(Directions for this task): Gather every line in the records below that contains the word "grand".

(Source data):
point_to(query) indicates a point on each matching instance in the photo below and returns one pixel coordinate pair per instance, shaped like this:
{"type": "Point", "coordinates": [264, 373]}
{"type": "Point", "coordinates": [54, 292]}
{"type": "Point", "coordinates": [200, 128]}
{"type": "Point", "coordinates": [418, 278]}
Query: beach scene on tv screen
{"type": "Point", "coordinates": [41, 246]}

--

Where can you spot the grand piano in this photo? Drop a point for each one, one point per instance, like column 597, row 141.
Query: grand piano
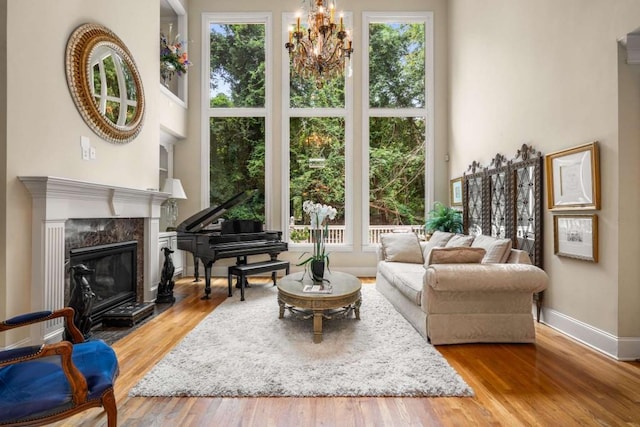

* * *

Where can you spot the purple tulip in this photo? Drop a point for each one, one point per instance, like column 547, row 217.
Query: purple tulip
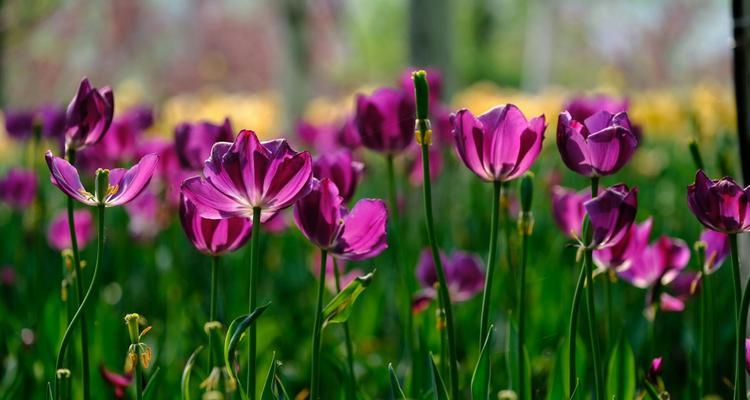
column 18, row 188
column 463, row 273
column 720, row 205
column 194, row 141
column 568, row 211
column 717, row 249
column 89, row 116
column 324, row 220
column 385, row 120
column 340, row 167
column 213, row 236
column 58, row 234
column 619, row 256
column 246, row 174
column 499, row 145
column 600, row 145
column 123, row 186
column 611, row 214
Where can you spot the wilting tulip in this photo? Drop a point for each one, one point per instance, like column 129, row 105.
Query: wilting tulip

(Written answer):
Where can you spot the grand piano in this photo? Drop a point for each one, one point per instance, like column 597, row 141.
Query: grand piano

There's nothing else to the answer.